- [Aim of the task]:
Reproduce verbatim the lines that begin with the line containing "banner in the photo above." and continue through the final line of the entries, including both ends.

* BEGIN *

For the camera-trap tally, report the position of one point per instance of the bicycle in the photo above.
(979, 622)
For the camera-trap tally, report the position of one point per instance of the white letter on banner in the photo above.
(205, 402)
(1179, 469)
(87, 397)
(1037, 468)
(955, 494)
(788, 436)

* END *

- [Complete answer]:
For the camera-trap tally, report the position of one point per instance of the white letter on banner in the photo above.
(205, 402)
(1179, 469)
(87, 397)
(1037, 468)
(955, 494)
(788, 436)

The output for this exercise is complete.